*WHAT IS BEING ASKED*: Pull out every line in the entries below that contains the word "shirt", and treat uppercase and lowercase as different.

*EXERCISE INPUT*:
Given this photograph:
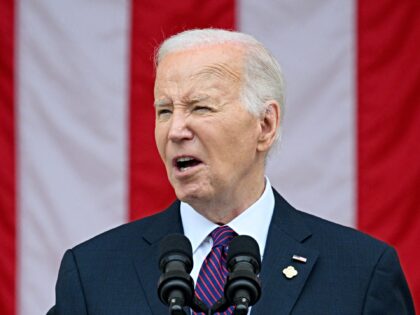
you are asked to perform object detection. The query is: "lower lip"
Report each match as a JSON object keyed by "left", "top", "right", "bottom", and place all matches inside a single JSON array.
[{"left": 174, "top": 163, "right": 203, "bottom": 178}]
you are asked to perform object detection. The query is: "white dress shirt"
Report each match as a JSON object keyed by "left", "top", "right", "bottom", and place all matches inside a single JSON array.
[{"left": 180, "top": 177, "right": 274, "bottom": 283}]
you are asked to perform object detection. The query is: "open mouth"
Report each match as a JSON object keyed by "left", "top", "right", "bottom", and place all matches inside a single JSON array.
[{"left": 174, "top": 156, "right": 202, "bottom": 172}]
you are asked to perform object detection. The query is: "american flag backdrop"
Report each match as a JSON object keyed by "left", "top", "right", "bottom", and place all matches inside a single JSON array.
[{"left": 0, "top": 0, "right": 420, "bottom": 315}]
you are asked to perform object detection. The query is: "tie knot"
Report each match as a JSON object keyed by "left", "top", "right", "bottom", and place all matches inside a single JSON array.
[{"left": 210, "top": 225, "right": 237, "bottom": 247}]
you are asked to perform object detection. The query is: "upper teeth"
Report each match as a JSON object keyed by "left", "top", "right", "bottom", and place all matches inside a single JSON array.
[{"left": 176, "top": 157, "right": 194, "bottom": 162}]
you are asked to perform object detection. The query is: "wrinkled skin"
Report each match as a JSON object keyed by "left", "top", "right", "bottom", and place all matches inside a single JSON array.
[{"left": 154, "top": 43, "right": 280, "bottom": 224}]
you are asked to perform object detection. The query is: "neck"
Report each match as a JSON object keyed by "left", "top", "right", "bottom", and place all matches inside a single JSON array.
[{"left": 189, "top": 176, "right": 265, "bottom": 225}]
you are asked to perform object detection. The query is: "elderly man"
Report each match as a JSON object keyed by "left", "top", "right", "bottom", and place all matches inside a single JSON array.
[{"left": 49, "top": 29, "right": 414, "bottom": 315}]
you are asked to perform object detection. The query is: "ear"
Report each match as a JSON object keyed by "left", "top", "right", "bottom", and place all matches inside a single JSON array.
[{"left": 257, "top": 100, "right": 281, "bottom": 152}]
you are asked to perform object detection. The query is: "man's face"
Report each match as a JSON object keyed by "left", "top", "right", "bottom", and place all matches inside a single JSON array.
[{"left": 155, "top": 44, "right": 264, "bottom": 214}]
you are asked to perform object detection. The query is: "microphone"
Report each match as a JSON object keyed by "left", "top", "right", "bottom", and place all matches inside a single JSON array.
[
  {"left": 158, "top": 234, "right": 194, "bottom": 315},
  {"left": 224, "top": 235, "right": 261, "bottom": 315}
]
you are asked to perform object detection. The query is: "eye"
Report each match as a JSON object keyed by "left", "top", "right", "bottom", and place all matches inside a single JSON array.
[
  {"left": 157, "top": 108, "right": 172, "bottom": 117},
  {"left": 193, "top": 106, "right": 211, "bottom": 113}
]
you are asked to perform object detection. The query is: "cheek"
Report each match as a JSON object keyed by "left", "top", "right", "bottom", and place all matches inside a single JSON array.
[{"left": 155, "top": 127, "right": 165, "bottom": 159}]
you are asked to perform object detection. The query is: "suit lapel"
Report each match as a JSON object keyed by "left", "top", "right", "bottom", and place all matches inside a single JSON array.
[
  {"left": 252, "top": 191, "right": 319, "bottom": 314},
  {"left": 134, "top": 202, "right": 183, "bottom": 314}
]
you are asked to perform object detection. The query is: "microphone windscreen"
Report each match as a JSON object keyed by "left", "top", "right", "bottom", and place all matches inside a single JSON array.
[
  {"left": 227, "top": 235, "right": 261, "bottom": 265},
  {"left": 159, "top": 234, "right": 192, "bottom": 268}
]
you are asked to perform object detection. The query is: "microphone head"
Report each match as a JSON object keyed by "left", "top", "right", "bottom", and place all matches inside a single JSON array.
[
  {"left": 159, "top": 234, "right": 193, "bottom": 273},
  {"left": 227, "top": 235, "right": 261, "bottom": 274}
]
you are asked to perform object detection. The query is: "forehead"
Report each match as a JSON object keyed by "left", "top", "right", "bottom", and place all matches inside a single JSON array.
[{"left": 156, "top": 43, "right": 244, "bottom": 84}]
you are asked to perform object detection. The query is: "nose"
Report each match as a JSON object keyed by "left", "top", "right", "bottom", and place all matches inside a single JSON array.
[{"left": 168, "top": 110, "right": 193, "bottom": 142}]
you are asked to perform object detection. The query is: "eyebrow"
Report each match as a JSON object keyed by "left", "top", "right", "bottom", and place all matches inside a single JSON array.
[{"left": 153, "top": 98, "right": 172, "bottom": 108}]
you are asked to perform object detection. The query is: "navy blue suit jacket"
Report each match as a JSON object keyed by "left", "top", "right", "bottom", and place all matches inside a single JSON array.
[{"left": 48, "top": 191, "right": 414, "bottom": 315}]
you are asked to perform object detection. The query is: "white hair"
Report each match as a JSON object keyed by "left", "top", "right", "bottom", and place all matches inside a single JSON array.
[{"left": 155, "top": 28, "right": 284, "bottom": 143}]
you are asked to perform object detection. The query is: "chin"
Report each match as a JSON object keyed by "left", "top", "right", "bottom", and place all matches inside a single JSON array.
[{"left": 175, "top": 187, "right": 209, "bottom": 204}]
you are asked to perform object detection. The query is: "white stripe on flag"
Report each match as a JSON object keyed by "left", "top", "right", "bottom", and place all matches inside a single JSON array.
[
  {"left": 239, "top": 0, "right": 356, "bottom": 226},
  {"left": 17, "top": 0, "right": 130, "bottom": 314}
]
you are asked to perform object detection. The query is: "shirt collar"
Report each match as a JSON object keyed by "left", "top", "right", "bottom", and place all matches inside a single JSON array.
[{"left": 180, "top": 177, "right": 274, "bottom": 256}]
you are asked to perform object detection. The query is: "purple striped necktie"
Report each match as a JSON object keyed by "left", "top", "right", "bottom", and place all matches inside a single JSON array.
[{"left": 193, "top": 225, "right": 237, "bottom": 315}]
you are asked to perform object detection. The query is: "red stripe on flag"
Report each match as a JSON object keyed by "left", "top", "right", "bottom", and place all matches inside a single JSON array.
[
  {"left": 0, "top": 1, "right": 16, "bottom": 315},
  {"left": 358, "top": 0, "right": 420, "bottom": 308},
  {"left": 129, "top": 0, "right": 235, "bottom": 219}
]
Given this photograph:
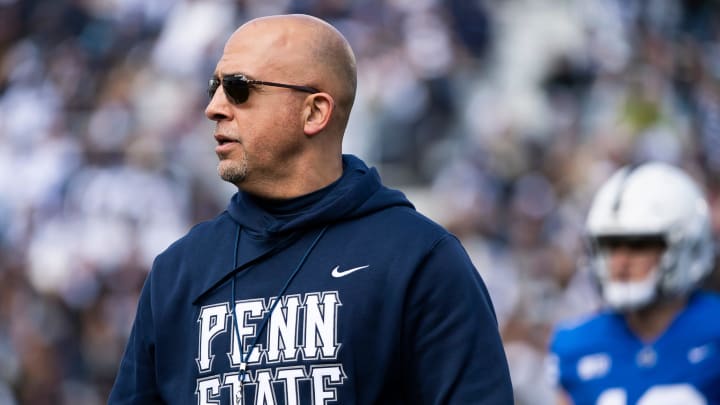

*OUTPUT*:
you are asked to perform object detection. The query is: "white dress shirt"
you are asked to perform object detection. The query is: "shirt collar"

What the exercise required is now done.